** Begin Source passage **

The Tb80Cu15Al5 and Pr70Cu15Al15 metal powders and the prepared organic carrier were added into a vacuum high-speed disperser and dispersed at a high speed of 3500 r/min for 60 minutes to preliminarily prepare an organic slurry; and then the organic slurry obtained by the high-speed dispersion was transferred to a three-roll grinder and ground once to obtain an organic slurry having a fineness of less than 2.4 μm.
70% of Tb80Cu15Al5 metal powder, 23% of N-methyl pyrrolidone, 3% of polyvinyl butyral, 2% of polyethylene glycol, and 2% of organosilicon were weighed by weight percentage, where the metal powder had a particle size D50 of 1.69 μm.
The N-methyl pyrrolidone, polyvinyl butyral, polyethylene glycol, and organosilicon were sequentially added into a mixer and stirred at a constant temperature of 25° C. and a speed of 1200 r/min for 15 minutes to obtain a uniform and non-flocculent organic carrier.

** End Source passage **
** Begin Stored data **

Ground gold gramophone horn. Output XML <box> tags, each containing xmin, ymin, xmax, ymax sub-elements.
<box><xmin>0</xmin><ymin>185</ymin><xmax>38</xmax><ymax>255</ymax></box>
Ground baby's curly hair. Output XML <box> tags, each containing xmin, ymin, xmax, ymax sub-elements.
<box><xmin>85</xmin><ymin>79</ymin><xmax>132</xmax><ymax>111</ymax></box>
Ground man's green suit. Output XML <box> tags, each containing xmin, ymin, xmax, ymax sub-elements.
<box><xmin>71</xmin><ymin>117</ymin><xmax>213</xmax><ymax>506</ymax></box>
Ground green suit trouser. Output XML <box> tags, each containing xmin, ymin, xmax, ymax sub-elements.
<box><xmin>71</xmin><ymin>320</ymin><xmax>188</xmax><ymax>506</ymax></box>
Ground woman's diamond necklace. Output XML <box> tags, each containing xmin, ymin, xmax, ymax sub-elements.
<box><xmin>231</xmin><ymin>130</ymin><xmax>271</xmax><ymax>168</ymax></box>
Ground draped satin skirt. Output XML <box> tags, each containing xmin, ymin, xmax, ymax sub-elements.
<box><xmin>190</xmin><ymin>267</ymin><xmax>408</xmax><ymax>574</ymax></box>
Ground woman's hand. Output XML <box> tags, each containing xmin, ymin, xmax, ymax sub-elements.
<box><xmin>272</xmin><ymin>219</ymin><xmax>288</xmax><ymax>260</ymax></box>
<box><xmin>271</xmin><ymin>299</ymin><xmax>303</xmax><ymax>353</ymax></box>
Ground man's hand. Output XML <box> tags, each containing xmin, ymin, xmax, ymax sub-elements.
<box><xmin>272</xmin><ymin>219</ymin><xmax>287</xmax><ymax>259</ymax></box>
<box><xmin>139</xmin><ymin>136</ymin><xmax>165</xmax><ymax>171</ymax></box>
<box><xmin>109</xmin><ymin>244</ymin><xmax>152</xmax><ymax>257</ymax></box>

** End Stored data **

- Prompt: Carry the passage on preparing the metal powder slurry forward from its last sentence.

- Answer to the exercise:
The Tb80Cu15Al5 metal powder and the prepared organic carrier were added into a vacuum high-speed disperser and dispersed at a high speed of 3000 r/min for 60 minutes to preliminarily prepare an organic slurry; and then the organic slurry obtained by the high-speed dispersion was transferred to a three-roll grinder and ground once to obtain an organic slurry having a fineness of less than 2.3 μm.
70% of DyO metal powder, 23% of butyl carbitol acetate, 1.5% of polyvinylidene fluoride, 1.5% of polyester resin, 2% of butyl acetate, and 2% of organosilicon were weighed by weight percentage, where the metal powder had a particle size D50 of 1.93 μm.
The butyl carbitol acetate, polyvinylidene fluoride, polyester resin, butyl acetate, and organosilicon were sequentially added into a mixer and stirred at a constant temperature of 40° C. and a speed of 1200 r/min for 40 minutes to obtain a uniform and non-flocculent organic carrier.
The DyO metal powder and the prepared organic carrier were added into a vacuum high-speed disperser and dispersed at a high speed of 2300 r/min for 30 minutes to preliminarily prepare an organic slurry; and then the organic slurry obtained by the high-speed dispersion was transferred to a three-roll grinder and ground twice to obtain an organic slurry having a fineness of less than 2.2 μm.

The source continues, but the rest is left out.